◆ Task to complete: Rewrite the material below, changing every "benchmark" to "evaluation" and keeping everything else the same. Leave the pictures out of your answer.

◆ Materials provided:

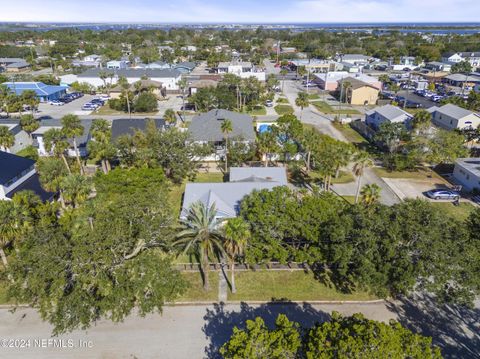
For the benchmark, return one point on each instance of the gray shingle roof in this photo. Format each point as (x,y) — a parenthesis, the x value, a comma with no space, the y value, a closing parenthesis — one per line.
(127,126)
(207,126)
(135,73)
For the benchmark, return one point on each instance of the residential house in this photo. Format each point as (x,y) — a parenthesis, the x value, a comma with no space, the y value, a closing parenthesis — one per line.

◆ The response:
For the evaluation, return one point on each instance of the gray shingle roof in this photo. Format each point as (x,y) — a parenthesis, the x value, a comma with no space, the y value, a closing parenthesis — one per line.
(127,126)
(207,126)
(135,73)
For the evaluation, return one point on each instance of the residential house in this photo. Format each point as (x,y) — a parenthesis, the x value, a comma with no space, the y value, a closing parenthesis — one per line.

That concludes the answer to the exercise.